◆ Goal:
Locate each line in the items below that contains the string "First", treating uppercase and lowercase as different, and copy those lines out in full.

◆ Record list:
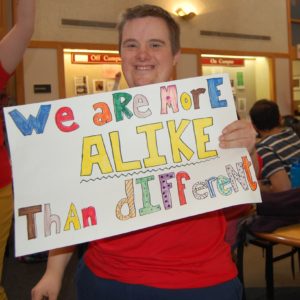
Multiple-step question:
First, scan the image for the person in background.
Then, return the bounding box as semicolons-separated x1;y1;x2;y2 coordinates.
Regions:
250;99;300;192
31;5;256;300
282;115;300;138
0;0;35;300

...

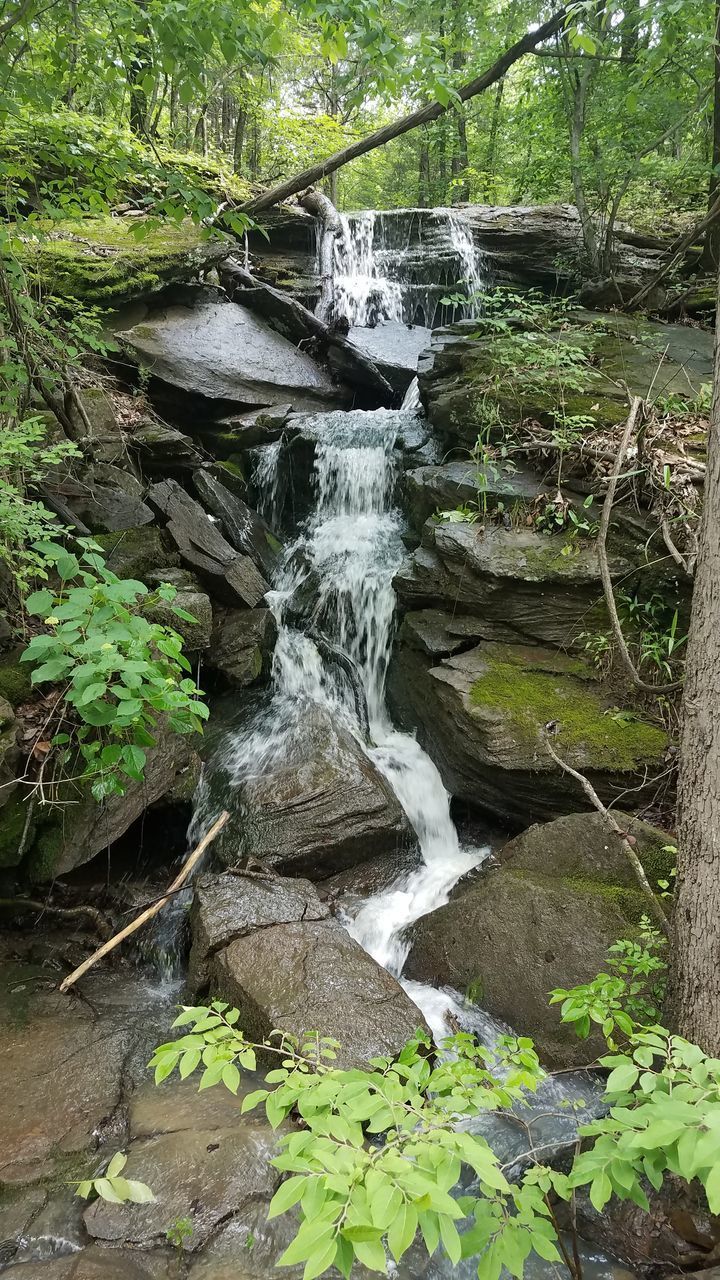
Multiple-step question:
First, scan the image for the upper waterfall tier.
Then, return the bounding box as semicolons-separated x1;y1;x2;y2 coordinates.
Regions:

◆ Answer to the problem:
First, scan the image for the person in background.
First, scan the image for the upper waterfall tier.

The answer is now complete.